# [EXERCISE AIM]
Write out the passage of the combinatory calculi excerpt word for word, starting with "Due to the undecidability" and going on through "and initial conditions (2)".

Combinatory calculi (2) 

CombinatorGlocalMultiwaySystem supports all forms of combinatory calculi, including the single-variable fixed-point (Y) combinator:

In[12]:=
ResourceFunction["CombinatorGlocalMultiwaySystem"][y[f_] :> f[y[f]], y[f], 3]
Out[12]=

The two-variable fixed-point (Y) combinator:

In[13]:=
ResourceFunction[
 "CombinatorGlocalMultiwaySystem"][{y[f_] :> f[y[f]], y[f_][x_] :> f[y[f]][x]}, y[f][y[x]], 3]
Out[13]=

The S-K calculus:

In[14]:=
ResourceFunction[
 "CombinatorGlocalMultiwaySystem"][{s[x_][y_][z_] :> x[z][y[z]], k[x_][y_] :> x}, s[s[s[s]]][s][s][k], 6]
Out[14]=

The S-K-I calculus:

In[15]:=
ResourceFunction[
 "CombinatorGlocalMultiwaySystem"][{s[x_][y_][z_] :> x[z][y[z]], k[x_][y_] :> x, i[x_] :> x}, s[k[s][i]][s[k][k][i]][x][y], 3]
Out[15]=

Schönfinkel's B and C combinators:

In[16]:=
ResourceFunction[
 "CombinatorGlocalMultiwaySystem"][{c[f_][g_][x_] :> (f[x])[g], b[f_][g_][x_] :> f[g[x]], i[x_] :> x}, c[i][b[x][i][z]][y], 4]
Out[16]=

Due to the undecidability of the S-K-I combinatory calculus, the following evaluation does not terminate at a normal form:

In[17]:=
ResourceFunction[
 "CombinatorGlocalMultiwaySystem"][{s[x_][y_][z_] :> x[z][y[z]], k[x_][y_] :> x, i[x_] :> x}, s[i][i][s[i][i]], 4]
Out[17]=

Rules and initial conditions (2)

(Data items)
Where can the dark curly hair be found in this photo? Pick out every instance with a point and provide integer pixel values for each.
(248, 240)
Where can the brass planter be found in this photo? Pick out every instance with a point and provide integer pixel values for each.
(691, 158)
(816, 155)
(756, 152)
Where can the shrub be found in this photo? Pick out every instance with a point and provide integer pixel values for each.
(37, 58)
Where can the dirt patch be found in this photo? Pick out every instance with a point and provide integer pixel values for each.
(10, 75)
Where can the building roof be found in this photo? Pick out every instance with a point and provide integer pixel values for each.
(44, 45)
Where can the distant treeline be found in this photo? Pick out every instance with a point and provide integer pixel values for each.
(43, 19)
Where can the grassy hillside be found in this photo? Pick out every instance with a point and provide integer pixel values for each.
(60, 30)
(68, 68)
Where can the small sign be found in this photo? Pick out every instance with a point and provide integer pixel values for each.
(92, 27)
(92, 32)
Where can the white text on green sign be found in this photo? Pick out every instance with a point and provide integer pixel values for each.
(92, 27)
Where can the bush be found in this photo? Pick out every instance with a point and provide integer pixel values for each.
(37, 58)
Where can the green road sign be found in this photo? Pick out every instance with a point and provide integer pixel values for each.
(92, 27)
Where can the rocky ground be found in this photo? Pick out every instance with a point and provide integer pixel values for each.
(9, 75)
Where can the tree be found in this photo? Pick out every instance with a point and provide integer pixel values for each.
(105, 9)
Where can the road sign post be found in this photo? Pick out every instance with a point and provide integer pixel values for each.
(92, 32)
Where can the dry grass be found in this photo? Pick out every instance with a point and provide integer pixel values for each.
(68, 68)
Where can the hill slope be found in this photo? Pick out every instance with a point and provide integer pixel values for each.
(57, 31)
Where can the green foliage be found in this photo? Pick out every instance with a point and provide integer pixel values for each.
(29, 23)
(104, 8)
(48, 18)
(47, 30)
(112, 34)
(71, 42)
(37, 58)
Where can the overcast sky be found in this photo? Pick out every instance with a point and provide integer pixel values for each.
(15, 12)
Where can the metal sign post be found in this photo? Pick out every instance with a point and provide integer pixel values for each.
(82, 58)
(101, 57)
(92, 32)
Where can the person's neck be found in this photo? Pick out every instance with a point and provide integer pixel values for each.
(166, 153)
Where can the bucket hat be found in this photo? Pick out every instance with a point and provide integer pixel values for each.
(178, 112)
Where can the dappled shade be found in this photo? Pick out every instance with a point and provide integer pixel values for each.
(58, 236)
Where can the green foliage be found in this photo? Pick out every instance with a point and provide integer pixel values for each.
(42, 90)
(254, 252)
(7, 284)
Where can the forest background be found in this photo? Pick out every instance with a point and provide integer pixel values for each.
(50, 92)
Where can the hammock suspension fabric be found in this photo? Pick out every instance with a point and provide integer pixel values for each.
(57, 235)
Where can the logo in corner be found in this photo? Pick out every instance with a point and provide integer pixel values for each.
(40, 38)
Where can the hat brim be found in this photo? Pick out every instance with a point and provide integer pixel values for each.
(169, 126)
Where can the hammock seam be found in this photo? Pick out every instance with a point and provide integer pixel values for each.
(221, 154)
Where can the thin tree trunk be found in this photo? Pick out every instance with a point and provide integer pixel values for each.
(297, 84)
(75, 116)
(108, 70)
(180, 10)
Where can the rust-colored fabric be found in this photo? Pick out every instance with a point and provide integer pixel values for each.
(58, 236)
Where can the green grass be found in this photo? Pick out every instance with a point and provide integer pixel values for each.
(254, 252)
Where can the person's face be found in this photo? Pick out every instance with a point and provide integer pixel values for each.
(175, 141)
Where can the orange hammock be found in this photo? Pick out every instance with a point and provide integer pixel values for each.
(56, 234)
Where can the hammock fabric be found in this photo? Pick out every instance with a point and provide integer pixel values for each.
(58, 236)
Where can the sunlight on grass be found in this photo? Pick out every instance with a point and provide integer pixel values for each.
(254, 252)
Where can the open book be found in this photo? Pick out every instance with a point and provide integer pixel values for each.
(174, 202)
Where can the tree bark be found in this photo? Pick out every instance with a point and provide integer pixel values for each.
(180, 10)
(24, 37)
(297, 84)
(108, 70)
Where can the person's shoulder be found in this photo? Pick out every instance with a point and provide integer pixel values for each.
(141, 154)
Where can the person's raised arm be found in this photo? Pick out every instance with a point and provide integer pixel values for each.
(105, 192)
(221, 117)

# [SOLUTION TO THIS TASK]
Due to the undecidability of the S-K-I combinatory calculus, the following evaluation does not terminate at a normal form:

In[17]:=
ResourceFunction[
 "CombinatorGlocalMultiwaySystem"][{s[x_][y_][z_] :> x[z][y[z]], k[x_][y_] :> x, i[x_] :> x}, s[i][i][s[i][i]], 4]
Out[17]=

Rules and initial conditions (2)